From the text on menopause symptoms below, write out the passage that begins at "Dizziness: If the" and ends after "the panic party.", word for word.

**Text for analysis**
========

Weight Gain: You’re doing all the same things you’ve always done but suddenly you’re shape shifts from hour glass to snow globe! It's not just about eating less and moving more; it's about hormonal sabotage. There are changes that can help but the struggle is definitely for real.

Dizziness: If the room is moving but you’re not, it might be your hormones throwing a dance party in your inner ears. Many women report feeling woozy as they approach the big M.

Heart Palpitations: This is one of the more frightening of the bunch. I personally visited many a doc convinced I was about to ‘sleep with the fishes’. Turned out it was just that jerk job Perry. However, I had myself tested to confirm I wasn’t on my way out. So please, if any of these symptoms befall you get checked out by medical professional. That being said, Perry and his big bro menopause can bang on your chest wall until you accept their invitation to the panic party. 



Mood Swings: One moment you're laughing at cat videos, the next you're contemplating the meaning of life with a side of existential dread. Dr. Haver explains this can be caused by hormonal chaos. Picture estrogen and progesterone playing tug-of-war with your emotions.

========

**Excerpted data**

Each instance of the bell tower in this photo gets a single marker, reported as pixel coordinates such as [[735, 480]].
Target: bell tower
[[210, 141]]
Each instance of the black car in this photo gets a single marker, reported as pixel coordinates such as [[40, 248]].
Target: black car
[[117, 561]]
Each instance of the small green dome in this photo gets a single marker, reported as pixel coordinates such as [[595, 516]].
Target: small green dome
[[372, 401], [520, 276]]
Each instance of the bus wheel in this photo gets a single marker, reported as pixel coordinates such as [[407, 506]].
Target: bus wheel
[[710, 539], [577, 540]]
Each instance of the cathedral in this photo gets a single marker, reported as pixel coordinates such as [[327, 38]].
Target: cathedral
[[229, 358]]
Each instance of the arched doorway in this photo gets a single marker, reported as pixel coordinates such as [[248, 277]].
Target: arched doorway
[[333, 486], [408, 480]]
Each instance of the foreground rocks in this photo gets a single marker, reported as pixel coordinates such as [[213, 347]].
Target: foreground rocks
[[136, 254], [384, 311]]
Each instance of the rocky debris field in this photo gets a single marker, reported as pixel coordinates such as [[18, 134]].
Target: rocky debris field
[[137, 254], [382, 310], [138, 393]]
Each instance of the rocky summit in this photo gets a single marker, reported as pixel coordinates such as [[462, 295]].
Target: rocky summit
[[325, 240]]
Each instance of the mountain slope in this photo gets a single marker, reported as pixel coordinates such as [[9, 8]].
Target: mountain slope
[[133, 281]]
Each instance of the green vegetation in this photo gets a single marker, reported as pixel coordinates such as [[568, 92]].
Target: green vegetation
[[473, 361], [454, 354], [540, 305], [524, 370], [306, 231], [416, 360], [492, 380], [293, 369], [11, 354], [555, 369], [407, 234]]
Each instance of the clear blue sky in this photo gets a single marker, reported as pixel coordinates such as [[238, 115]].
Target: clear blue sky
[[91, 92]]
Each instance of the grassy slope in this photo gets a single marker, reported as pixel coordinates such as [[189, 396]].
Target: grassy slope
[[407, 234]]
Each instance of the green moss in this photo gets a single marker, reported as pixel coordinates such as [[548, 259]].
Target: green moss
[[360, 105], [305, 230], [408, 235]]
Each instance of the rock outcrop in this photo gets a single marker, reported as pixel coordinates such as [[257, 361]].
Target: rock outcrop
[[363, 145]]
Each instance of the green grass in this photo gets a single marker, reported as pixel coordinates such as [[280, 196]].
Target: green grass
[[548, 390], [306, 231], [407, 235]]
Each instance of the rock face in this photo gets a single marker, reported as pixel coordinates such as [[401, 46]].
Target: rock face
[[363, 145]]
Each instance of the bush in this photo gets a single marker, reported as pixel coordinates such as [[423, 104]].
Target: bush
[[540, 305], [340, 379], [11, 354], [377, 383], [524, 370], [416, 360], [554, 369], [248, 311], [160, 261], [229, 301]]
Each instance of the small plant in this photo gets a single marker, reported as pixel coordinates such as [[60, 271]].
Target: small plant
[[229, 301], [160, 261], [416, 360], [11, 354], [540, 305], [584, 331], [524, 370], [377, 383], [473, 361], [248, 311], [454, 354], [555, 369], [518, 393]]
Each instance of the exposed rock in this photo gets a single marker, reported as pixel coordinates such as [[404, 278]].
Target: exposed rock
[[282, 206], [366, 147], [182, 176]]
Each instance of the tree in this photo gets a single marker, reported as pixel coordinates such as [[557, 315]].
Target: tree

========

**The answer**
Dizziness: If the room is moving but you’re not, it might be your hormones throwing a dance party in your inner ears. Many women report feeling woozy as they approach the big M.

Heart Palpitations: This is one of the more frightening of the bunch. I personally visited many a doc convinced I was about to ‘sleep with the fishes’. Turned out it was just that jerk job Perry. However, I had myself tested to confirm I wasn’t on my way out. So please, if any of these symptoms befall you get checked out by medical professional. That being said, Perry and his big bro menopause can bang on your chest wall until you accept their invitation to the panic party.